ABOUT THIS EXERCISE: Your answer needs to include each line of the records in which the string "below" can be found.

Records excerpted from a collection:
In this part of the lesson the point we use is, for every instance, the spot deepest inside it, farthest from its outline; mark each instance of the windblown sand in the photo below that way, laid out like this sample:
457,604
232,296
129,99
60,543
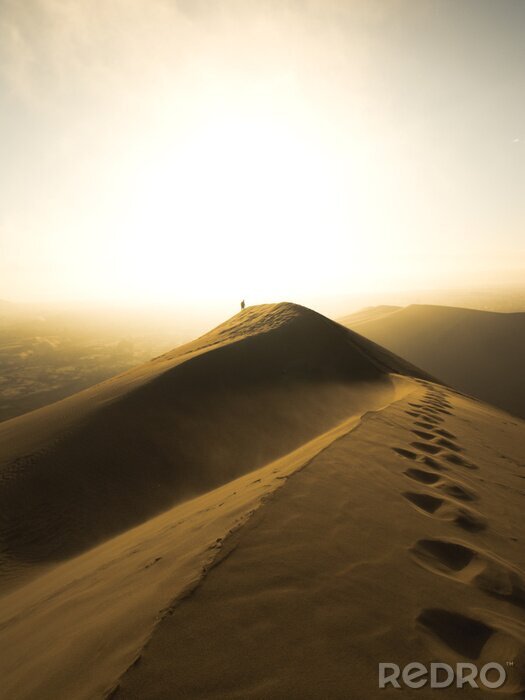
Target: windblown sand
387,526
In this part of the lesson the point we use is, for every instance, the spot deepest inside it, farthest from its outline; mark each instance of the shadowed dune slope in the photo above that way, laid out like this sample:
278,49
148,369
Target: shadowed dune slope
478,352
255,388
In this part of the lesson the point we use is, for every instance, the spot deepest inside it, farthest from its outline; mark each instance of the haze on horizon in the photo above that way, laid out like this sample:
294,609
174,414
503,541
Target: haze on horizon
156,150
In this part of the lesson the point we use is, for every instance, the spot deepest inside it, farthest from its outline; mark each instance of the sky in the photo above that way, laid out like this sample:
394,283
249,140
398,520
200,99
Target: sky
204,151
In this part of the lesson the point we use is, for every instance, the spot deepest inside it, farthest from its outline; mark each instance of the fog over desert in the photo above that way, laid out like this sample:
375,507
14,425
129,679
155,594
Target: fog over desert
262,341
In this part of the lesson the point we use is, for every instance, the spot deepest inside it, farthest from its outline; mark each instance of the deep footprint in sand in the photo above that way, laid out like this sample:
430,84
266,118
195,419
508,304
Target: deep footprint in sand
462,634
445,433
446,509
493,639
449,445
424,435
423,424
456,491
473,567
423,476
407,454
432,463
459,461
426,447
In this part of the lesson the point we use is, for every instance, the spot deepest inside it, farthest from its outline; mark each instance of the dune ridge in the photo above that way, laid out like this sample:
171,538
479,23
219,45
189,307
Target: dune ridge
253,389
478,352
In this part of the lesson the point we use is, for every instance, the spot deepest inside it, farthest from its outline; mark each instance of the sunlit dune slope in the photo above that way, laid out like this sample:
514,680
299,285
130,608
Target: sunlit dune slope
478,352
256,387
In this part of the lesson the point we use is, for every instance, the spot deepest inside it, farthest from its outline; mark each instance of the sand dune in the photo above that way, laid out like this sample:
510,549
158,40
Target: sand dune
478,352
106,459
284,505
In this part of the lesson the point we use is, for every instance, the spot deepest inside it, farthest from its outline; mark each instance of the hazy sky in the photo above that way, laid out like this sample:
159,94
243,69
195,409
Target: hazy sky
192,149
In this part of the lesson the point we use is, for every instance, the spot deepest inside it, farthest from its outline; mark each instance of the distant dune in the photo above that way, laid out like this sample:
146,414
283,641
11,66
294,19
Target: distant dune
268,512
112,456
478,352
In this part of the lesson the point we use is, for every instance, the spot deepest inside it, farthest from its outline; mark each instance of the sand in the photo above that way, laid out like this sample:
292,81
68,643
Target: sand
479,352
388,527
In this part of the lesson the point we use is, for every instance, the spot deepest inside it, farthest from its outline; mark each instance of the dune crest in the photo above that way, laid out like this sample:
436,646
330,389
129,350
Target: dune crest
255,388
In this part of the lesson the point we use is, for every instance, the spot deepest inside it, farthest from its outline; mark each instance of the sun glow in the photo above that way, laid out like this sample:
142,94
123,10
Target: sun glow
245,199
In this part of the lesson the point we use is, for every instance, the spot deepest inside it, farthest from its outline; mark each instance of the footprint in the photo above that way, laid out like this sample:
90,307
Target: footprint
408,454
495,639
422,476
445,509
459,461
424,435
471,567
464,635
434,420
457,491
449,445
433,463
446,434
425,501
425,447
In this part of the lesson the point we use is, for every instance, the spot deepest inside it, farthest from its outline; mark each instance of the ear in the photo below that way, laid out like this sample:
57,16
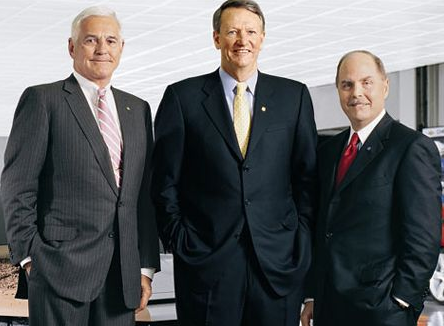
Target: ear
216,39
262,36
387,88
71,47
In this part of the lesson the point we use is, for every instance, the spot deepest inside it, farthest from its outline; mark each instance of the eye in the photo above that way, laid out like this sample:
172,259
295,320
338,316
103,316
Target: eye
368,83
112,41
90,40
346,85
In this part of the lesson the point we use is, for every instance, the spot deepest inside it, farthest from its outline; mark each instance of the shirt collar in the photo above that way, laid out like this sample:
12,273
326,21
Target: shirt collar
229,83
365,132
90,88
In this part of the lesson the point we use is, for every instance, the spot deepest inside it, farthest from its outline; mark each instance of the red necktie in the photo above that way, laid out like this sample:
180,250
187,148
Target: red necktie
347,158
110,133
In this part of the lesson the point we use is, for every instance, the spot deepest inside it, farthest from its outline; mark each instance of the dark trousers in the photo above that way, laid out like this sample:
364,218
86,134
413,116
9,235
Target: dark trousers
48,309
337,311
241,297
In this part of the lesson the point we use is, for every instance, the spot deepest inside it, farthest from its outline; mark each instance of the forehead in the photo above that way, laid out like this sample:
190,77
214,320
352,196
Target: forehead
99,24
358,65
239,16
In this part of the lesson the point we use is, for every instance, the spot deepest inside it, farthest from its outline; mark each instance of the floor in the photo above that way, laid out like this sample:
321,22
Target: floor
161,309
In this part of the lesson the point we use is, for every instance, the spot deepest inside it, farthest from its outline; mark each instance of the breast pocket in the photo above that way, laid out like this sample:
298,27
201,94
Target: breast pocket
55,235
277,127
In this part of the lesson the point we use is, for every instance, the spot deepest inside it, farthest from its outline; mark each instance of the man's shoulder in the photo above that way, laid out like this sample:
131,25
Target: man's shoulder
194,81
281,81
56,85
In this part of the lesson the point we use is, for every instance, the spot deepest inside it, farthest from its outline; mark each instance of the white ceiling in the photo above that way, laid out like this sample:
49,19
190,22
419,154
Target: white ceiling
170,40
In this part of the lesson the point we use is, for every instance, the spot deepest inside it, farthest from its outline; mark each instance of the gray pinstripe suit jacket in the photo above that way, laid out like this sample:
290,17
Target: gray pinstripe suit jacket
62,206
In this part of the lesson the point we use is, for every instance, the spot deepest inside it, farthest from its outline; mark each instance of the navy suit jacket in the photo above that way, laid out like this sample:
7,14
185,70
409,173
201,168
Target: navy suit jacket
206,193
378,234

TASK RESULT:
In this part of the lesson the point we use is, for every instance, the spot deepest inside it, farthest from its outline; mark each instance of the windblown sand in the photo below that way, laid out like this sample:
In this part of the lesson the point we use is, for every instance, the spot deepest inside it, farthest from its outline; mark each instance of the ear in the photo below that way, laid out like this sample:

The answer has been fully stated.